What to do: Every line of the entries with the word "green" in it should be shown.

Data listing:
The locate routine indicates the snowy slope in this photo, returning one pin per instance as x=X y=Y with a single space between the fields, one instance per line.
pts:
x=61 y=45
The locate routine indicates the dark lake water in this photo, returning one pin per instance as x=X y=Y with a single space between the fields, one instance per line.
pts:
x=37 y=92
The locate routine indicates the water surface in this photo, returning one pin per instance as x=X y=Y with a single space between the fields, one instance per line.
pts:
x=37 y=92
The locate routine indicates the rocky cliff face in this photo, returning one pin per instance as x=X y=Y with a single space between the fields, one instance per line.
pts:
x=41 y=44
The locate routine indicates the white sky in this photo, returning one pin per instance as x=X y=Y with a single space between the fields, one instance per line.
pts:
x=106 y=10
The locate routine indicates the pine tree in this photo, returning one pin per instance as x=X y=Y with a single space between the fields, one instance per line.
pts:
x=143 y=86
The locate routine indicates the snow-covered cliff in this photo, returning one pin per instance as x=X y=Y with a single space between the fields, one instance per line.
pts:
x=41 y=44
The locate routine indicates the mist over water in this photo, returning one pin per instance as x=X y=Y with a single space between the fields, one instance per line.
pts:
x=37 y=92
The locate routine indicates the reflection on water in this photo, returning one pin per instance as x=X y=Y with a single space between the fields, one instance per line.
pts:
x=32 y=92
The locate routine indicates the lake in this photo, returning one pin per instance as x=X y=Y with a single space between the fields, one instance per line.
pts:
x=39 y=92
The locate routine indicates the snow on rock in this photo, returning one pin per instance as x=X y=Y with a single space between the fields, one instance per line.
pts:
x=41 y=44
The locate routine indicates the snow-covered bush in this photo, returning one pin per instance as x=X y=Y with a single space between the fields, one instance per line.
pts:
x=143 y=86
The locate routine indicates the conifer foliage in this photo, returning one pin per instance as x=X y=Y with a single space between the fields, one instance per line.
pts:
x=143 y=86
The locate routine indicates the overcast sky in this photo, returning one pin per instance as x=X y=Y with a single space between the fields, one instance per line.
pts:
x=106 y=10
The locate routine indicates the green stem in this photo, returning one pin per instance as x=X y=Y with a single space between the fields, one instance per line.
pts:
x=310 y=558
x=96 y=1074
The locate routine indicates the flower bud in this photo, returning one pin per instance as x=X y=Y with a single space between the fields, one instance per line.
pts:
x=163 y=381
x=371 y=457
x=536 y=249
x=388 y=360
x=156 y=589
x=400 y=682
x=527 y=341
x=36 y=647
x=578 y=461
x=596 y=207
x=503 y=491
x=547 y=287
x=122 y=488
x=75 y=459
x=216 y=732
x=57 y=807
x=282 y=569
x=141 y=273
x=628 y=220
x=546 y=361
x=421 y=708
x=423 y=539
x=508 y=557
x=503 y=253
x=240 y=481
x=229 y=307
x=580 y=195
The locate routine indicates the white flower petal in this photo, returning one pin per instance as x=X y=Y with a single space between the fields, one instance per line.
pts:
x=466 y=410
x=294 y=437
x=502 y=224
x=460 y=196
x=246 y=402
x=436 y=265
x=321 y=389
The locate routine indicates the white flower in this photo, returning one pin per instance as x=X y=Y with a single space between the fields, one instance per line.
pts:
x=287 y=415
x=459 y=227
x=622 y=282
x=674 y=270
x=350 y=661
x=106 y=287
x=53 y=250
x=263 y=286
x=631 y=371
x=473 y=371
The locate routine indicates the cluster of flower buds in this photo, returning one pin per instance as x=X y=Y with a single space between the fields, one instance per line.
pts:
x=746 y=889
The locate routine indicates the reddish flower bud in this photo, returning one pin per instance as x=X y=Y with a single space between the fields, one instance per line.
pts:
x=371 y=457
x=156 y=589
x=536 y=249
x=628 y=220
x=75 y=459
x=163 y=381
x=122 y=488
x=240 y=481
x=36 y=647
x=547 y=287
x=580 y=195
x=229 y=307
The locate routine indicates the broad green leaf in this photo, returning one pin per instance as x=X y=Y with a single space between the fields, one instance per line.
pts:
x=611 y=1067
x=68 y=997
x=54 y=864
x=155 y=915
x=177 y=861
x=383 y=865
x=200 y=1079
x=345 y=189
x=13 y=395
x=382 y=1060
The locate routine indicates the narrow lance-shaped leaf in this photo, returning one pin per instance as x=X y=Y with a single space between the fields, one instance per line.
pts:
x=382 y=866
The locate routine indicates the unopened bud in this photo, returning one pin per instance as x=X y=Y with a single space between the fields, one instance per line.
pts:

Task result:
The locate routine indicates the green stem in this photo, returning one pin per instance as x=X y=Y with a single space between the fields, one instance per line.
The locate routine indicates the broad green leaf in this photo, returning one pin per instance as x=X y=Y with a single space between the fields, one instance per line.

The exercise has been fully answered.